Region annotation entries
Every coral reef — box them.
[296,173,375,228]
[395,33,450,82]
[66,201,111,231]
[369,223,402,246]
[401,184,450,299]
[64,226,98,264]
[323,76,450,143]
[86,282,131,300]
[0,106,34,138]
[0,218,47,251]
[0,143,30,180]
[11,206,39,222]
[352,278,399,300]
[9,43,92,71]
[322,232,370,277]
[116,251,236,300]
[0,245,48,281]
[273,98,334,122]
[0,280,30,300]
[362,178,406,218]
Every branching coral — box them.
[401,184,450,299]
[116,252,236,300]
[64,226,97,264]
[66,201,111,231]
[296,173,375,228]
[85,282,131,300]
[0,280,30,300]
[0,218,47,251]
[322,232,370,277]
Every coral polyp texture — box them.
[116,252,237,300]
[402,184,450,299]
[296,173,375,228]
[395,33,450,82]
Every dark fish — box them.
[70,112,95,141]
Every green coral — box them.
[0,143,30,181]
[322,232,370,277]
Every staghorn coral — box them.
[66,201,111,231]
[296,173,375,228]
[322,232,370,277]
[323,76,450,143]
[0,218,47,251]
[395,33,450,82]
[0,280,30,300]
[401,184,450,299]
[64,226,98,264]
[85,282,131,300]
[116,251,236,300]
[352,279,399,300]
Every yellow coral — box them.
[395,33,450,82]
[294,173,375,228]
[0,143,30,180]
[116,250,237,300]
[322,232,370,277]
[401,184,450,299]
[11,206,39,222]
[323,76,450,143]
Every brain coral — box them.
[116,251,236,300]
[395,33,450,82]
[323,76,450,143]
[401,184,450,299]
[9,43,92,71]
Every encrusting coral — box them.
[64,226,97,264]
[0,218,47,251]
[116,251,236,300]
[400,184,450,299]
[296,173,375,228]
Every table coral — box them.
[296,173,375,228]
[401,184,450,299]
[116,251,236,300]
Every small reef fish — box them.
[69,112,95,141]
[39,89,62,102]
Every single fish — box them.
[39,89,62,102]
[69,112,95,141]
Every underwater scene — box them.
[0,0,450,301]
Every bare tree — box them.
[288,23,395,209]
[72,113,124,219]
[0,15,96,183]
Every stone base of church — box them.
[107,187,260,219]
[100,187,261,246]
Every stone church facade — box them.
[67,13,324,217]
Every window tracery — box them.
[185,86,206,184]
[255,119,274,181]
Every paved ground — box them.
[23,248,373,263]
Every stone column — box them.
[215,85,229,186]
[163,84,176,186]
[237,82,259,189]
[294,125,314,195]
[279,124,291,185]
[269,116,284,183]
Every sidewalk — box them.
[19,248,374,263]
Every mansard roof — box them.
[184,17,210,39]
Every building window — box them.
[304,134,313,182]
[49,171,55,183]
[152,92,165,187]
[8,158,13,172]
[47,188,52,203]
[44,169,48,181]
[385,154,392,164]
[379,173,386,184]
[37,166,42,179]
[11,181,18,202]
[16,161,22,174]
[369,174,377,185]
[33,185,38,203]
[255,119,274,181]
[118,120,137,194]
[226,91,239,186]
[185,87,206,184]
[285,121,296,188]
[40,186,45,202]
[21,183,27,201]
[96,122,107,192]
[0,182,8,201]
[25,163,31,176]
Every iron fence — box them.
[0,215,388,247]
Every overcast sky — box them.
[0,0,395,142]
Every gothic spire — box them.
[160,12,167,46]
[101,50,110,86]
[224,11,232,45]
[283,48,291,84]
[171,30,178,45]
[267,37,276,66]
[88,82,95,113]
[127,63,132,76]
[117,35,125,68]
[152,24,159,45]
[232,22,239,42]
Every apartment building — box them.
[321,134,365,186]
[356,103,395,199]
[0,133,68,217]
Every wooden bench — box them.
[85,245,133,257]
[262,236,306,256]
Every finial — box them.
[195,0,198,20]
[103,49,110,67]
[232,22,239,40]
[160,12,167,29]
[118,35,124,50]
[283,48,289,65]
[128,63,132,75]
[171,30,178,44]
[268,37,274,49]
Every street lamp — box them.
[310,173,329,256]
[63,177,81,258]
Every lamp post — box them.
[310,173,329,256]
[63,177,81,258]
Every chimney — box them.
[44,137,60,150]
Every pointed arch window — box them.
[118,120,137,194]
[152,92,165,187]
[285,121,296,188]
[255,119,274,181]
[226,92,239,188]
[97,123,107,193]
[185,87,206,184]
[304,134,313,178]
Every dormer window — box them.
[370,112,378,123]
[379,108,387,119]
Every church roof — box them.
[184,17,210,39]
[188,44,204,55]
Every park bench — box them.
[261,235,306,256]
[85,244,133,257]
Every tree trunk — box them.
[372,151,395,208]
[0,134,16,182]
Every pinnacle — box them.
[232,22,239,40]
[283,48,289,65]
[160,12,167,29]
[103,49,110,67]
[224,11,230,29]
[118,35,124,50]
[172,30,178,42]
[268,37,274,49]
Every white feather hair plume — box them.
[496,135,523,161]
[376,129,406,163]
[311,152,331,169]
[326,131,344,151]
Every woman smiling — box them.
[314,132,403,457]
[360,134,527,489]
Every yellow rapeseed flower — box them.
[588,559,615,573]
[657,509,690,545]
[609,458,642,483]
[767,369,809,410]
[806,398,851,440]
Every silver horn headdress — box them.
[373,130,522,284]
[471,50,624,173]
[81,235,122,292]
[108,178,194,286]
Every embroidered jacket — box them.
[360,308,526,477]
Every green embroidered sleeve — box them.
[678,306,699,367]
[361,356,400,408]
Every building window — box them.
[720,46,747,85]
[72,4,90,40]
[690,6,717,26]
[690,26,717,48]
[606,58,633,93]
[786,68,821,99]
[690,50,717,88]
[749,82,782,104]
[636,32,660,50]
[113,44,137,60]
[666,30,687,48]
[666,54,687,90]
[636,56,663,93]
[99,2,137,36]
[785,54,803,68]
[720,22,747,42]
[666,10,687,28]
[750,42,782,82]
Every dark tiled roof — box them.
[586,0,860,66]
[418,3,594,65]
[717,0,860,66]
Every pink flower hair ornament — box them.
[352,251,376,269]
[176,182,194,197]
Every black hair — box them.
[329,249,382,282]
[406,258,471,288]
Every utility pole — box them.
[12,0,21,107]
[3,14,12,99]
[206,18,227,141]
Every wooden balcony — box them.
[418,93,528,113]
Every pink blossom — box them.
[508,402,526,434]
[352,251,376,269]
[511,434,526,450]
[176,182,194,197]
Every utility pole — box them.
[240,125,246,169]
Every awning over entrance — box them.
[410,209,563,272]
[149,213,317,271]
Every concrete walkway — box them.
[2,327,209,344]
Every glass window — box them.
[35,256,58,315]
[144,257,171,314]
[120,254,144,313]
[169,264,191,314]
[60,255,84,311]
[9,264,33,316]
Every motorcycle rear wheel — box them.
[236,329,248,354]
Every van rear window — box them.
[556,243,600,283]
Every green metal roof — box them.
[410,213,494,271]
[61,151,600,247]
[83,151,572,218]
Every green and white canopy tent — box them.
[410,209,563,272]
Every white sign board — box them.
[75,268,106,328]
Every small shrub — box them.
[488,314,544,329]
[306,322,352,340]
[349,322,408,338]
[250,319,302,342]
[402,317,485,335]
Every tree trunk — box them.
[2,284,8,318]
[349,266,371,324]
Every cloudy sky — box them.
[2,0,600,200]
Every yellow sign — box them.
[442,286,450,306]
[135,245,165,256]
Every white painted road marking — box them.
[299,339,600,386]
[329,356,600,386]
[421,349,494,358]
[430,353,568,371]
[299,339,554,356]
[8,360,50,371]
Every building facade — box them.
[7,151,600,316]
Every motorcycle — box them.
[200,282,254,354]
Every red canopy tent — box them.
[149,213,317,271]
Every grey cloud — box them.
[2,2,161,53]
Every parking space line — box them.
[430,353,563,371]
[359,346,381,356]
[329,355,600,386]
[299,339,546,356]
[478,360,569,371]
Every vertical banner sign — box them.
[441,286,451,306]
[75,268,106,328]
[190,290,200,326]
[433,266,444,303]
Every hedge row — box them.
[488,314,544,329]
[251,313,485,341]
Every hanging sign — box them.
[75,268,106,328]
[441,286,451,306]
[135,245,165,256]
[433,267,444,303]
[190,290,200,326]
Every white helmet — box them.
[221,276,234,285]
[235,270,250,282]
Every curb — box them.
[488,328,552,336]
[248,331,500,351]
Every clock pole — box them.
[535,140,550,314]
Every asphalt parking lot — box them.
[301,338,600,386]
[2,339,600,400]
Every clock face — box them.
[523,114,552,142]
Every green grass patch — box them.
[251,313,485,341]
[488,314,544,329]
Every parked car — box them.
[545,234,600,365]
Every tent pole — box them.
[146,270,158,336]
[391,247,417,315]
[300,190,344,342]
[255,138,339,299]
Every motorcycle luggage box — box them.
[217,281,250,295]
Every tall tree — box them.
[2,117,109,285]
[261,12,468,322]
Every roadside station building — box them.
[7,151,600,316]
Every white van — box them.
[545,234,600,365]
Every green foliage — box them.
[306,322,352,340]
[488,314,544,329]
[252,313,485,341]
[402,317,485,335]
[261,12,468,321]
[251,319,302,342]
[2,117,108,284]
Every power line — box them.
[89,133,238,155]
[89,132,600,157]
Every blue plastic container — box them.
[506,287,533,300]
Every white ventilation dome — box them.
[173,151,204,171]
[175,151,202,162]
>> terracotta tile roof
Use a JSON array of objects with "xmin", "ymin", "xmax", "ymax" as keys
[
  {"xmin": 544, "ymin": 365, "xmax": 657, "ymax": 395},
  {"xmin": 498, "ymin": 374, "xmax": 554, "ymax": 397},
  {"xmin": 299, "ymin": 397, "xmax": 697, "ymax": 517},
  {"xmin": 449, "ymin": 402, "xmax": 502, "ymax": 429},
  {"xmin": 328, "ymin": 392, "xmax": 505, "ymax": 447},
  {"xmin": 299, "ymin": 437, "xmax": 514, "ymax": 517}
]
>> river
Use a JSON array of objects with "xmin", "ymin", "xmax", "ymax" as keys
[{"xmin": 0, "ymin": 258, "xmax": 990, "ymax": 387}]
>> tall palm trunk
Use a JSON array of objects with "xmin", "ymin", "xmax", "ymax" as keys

◆ **THE TASK**: Reproduce verbatim the portion of the records that begins with the line containing "Every yellow sign — box them." and ends with the line containing "[478,360,569,371]". Include both of those lines.

◆ **FINISHED ANSWER**:
Every yellow sign — box them.
[442,286,450,306]
[135,245,165,256]
Every white painted road marking — box them.
[299,339,600,386]
[329,356,600,386]
[421,349,494,358]
[430,353,568,371]
[299,339,554,356]
[8,360,50,371]
Every building facade — box them.
[7,151,600,316]
Every motorcycle — box them.
[200,282,254,354]
Every red canopy tent — box them.
[149,213,317,271]
Every grey cloud — box them.
[2,2,161,53]
Every parking space line — box them.
[430,353,563,371]
[359,346,381,356]
[329,355,600,386]
[299,339,546,356]
[478,360,569,371]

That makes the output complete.